[INFORMATION GIVEN — start]
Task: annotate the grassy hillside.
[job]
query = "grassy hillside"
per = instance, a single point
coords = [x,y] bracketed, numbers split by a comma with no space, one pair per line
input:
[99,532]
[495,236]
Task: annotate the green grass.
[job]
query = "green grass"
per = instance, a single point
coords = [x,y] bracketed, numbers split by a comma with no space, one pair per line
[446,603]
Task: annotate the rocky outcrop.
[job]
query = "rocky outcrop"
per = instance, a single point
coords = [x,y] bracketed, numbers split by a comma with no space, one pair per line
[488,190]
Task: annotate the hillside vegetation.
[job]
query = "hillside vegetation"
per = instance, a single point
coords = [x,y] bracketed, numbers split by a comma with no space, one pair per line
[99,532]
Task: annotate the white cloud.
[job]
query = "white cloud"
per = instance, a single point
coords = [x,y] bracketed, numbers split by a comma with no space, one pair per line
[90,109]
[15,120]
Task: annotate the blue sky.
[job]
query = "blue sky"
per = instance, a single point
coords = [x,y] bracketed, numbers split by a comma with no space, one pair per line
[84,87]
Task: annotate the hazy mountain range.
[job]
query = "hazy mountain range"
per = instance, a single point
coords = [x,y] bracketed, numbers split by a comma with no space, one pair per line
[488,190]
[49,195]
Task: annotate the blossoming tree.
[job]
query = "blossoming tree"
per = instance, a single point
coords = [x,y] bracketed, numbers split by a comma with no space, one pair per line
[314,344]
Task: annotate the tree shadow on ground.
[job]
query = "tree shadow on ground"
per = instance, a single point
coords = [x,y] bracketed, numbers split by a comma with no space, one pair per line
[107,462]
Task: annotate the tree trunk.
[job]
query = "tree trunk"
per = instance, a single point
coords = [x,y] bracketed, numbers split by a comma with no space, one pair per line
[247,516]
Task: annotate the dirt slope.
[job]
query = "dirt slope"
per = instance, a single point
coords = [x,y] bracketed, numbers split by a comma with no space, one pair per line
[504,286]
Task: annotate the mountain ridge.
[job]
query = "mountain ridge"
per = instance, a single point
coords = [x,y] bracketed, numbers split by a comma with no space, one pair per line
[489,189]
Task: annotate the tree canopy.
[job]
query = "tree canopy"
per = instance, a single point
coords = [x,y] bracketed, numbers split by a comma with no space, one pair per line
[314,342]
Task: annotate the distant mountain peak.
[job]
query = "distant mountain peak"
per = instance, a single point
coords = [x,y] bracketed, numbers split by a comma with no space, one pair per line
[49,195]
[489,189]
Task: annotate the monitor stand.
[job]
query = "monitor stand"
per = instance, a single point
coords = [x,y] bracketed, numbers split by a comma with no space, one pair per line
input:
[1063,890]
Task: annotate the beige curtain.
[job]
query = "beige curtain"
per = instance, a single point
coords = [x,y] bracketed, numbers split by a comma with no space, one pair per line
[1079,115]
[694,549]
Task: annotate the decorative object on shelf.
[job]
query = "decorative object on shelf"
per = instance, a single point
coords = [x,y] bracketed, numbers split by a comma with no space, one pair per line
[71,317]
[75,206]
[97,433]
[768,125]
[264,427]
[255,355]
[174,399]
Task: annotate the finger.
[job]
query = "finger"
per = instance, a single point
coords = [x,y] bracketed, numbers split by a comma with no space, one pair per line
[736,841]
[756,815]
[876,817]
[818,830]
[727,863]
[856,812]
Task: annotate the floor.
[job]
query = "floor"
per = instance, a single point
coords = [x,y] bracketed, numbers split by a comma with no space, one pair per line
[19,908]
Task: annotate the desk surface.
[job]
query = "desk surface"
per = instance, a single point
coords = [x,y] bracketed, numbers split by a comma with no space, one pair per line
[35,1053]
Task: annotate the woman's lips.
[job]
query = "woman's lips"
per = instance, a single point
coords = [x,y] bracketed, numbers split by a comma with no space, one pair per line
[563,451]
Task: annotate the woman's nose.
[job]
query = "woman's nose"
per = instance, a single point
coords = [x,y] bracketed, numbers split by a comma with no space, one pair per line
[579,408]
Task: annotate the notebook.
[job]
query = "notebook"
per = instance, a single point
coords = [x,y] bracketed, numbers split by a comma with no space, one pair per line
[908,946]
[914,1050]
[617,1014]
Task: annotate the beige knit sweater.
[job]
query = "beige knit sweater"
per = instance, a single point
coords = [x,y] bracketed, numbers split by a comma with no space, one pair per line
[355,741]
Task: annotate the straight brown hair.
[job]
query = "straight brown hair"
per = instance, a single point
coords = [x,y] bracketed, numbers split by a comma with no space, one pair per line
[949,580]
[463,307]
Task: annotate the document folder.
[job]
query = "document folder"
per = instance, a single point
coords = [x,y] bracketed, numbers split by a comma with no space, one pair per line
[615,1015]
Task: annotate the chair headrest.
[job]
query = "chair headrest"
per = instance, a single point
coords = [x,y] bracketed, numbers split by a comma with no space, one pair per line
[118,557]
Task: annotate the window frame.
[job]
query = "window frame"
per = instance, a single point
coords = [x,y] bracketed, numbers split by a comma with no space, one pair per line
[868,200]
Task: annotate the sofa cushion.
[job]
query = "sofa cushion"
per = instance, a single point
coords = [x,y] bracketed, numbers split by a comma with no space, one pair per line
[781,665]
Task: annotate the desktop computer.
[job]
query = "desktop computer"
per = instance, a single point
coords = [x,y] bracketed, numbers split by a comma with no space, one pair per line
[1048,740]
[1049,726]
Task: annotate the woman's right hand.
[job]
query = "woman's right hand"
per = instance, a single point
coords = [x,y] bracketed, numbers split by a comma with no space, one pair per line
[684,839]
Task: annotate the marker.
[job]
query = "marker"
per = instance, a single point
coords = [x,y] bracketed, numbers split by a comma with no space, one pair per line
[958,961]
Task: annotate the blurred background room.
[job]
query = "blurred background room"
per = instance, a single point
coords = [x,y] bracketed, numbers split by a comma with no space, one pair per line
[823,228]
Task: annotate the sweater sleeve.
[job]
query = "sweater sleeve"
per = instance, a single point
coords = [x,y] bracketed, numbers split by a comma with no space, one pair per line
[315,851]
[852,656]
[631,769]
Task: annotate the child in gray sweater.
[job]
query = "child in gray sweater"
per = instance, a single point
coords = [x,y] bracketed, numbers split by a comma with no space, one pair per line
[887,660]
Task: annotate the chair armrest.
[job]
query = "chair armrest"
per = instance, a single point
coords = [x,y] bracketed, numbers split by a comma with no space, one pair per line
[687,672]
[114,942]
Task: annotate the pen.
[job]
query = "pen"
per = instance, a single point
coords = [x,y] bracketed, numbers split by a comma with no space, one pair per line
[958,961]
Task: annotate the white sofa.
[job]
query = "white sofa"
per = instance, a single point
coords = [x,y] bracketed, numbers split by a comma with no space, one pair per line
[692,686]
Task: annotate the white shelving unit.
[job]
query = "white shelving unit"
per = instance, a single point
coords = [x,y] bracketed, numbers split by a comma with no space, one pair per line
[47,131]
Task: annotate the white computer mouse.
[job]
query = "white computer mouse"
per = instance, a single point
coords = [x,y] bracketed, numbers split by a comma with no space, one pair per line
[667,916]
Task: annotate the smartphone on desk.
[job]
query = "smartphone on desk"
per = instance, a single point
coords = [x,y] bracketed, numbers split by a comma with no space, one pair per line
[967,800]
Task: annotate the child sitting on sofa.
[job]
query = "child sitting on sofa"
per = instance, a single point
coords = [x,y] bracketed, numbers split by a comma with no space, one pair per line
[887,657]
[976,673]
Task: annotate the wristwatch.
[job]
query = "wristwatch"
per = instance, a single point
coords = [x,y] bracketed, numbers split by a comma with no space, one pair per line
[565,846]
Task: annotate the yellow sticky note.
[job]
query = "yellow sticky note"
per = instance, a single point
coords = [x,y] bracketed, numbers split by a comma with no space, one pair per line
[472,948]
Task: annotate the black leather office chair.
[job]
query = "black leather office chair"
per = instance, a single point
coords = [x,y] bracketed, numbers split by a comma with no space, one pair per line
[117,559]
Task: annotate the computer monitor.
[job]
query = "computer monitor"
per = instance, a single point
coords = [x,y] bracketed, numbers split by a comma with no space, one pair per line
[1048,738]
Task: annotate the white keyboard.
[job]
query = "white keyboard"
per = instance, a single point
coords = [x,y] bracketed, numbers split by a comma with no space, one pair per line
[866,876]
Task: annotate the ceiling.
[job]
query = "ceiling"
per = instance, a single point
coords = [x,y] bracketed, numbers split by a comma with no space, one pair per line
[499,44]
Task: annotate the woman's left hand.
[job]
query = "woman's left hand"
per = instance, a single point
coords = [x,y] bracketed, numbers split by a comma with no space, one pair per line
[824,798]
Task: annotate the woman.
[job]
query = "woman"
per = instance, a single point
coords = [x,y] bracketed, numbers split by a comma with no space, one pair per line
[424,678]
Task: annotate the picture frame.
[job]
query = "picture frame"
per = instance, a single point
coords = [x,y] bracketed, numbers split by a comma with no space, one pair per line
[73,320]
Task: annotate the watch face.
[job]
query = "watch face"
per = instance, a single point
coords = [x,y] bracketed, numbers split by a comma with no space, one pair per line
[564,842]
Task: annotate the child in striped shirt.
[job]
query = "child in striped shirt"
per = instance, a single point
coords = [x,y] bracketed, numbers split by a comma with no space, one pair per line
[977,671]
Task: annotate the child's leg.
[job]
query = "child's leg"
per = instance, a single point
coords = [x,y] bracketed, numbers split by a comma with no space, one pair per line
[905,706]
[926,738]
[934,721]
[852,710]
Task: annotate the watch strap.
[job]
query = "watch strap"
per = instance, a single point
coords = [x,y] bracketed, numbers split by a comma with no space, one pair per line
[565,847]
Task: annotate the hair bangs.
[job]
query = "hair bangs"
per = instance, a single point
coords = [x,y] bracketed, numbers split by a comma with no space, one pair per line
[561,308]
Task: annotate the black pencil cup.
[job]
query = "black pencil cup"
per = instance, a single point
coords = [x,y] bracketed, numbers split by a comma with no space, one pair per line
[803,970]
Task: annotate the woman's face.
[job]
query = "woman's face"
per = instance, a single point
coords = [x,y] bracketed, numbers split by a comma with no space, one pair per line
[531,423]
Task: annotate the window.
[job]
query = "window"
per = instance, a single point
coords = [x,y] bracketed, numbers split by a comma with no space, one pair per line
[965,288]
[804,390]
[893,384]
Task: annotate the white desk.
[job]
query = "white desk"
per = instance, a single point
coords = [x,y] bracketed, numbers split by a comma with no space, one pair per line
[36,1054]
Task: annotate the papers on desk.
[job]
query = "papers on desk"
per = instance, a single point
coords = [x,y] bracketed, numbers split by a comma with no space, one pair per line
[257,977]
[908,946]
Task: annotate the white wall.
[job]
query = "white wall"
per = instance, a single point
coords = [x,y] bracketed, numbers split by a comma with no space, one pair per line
[INFORMATION GIVEN — finish]
Copy every line of the listing that includes the string "shelf".

Task: annotate the decorative object on shelf.
query = "decorative object on shelf"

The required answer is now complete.